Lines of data
....
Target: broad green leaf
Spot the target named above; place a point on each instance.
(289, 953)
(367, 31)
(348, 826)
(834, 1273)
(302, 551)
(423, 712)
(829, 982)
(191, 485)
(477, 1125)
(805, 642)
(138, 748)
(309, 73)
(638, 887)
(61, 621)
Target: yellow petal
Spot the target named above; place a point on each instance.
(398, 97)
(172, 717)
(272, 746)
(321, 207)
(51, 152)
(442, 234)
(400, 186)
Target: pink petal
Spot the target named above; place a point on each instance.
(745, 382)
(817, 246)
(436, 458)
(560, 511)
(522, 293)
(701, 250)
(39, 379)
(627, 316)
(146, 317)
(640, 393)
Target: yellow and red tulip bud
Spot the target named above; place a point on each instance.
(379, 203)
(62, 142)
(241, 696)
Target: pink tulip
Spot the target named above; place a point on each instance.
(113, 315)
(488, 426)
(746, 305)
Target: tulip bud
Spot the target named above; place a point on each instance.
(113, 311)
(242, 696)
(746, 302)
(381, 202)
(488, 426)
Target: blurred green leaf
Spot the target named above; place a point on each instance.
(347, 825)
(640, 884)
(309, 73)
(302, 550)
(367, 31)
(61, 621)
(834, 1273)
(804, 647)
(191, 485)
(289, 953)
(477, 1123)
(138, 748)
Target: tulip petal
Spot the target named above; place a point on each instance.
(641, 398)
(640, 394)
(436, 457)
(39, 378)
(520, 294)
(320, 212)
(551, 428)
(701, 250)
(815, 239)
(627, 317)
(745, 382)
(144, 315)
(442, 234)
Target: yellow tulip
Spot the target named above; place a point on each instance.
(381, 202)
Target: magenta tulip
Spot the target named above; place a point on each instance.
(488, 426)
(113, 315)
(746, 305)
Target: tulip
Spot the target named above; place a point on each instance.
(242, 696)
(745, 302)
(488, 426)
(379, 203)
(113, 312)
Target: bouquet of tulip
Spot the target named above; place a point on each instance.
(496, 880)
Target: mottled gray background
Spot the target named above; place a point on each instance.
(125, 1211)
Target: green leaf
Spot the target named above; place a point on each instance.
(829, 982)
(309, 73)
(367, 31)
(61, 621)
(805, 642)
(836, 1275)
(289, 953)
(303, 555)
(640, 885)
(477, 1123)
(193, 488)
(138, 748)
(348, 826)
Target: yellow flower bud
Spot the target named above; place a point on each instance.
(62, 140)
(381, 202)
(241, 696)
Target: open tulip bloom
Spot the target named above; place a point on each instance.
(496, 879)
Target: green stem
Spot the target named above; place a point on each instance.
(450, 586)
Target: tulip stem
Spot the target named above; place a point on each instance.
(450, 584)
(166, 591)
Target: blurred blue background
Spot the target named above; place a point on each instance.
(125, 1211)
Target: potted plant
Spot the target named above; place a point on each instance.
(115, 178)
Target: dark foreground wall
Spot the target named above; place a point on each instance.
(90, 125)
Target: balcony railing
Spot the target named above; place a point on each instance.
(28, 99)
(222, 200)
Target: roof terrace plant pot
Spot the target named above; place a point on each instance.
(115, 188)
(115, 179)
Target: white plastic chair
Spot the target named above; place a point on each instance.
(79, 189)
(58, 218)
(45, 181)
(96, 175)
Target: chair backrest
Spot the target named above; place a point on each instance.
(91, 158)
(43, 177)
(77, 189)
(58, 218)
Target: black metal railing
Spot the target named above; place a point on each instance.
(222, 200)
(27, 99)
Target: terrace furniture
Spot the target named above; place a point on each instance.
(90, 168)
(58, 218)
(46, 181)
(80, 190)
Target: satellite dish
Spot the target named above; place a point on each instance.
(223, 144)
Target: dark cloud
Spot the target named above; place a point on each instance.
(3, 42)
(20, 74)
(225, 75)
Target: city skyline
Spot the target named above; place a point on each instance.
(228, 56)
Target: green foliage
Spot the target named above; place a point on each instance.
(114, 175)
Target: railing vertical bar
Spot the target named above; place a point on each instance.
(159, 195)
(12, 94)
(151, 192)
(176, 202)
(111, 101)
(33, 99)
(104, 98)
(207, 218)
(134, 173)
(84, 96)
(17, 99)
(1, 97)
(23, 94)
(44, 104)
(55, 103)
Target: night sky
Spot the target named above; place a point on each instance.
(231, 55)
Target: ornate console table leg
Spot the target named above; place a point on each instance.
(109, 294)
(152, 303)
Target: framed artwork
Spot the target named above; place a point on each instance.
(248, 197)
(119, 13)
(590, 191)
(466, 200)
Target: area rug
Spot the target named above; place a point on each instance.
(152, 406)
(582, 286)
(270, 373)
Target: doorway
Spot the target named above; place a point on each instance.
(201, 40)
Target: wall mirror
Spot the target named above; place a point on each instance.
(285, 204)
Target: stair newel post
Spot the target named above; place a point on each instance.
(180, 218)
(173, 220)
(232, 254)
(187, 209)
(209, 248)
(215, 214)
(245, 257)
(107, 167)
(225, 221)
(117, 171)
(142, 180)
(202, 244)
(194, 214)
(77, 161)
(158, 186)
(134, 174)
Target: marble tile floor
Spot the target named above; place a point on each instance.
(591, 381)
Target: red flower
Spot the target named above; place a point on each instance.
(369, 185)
....
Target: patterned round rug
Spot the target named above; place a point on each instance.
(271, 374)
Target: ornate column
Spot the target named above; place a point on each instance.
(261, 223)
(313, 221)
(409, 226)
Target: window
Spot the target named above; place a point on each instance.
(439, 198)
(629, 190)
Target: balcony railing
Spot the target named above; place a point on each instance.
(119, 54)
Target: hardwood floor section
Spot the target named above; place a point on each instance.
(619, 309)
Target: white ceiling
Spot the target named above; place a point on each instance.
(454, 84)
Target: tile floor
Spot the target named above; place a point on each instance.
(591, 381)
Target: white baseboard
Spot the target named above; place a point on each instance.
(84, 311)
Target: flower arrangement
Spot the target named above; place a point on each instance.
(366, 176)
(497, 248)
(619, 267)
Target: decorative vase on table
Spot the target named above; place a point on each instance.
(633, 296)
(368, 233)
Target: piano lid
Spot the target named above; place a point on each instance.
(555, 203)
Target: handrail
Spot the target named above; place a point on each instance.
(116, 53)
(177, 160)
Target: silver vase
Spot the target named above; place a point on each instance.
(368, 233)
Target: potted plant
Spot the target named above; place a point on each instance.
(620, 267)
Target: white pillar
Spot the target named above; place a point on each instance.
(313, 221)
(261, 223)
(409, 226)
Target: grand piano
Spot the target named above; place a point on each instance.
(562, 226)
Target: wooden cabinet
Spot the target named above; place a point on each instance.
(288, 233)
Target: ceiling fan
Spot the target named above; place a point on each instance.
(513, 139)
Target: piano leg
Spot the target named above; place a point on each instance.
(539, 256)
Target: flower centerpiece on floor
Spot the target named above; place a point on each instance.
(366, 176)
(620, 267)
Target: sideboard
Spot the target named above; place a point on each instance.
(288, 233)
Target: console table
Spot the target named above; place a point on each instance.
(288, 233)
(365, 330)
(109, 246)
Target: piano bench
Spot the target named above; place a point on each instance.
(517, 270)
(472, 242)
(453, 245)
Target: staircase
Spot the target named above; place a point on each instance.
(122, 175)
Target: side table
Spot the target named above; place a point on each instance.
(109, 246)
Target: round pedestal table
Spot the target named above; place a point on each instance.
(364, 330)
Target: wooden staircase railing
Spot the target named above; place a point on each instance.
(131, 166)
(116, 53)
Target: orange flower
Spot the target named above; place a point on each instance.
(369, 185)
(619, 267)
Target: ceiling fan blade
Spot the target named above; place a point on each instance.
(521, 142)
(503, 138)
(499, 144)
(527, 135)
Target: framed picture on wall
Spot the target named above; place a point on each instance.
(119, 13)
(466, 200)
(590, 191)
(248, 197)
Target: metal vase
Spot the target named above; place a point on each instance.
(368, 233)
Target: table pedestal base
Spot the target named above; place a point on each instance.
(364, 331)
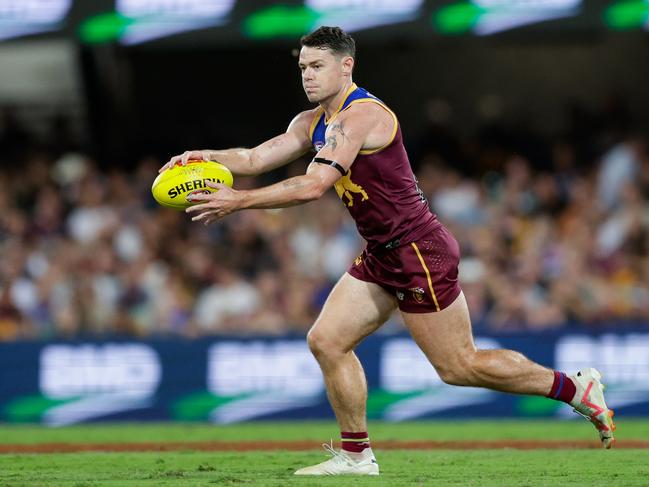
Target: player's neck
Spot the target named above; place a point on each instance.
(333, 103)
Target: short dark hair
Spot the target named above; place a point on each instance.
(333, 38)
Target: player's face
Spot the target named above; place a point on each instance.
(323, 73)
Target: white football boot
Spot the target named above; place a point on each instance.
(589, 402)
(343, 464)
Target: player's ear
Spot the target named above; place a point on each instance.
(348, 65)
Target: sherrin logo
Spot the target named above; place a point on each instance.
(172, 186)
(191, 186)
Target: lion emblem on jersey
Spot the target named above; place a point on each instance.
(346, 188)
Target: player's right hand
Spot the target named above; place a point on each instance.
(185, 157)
....
Count the lines in the records that contain the word "wall" and give only that number.

Response to this exercise: 3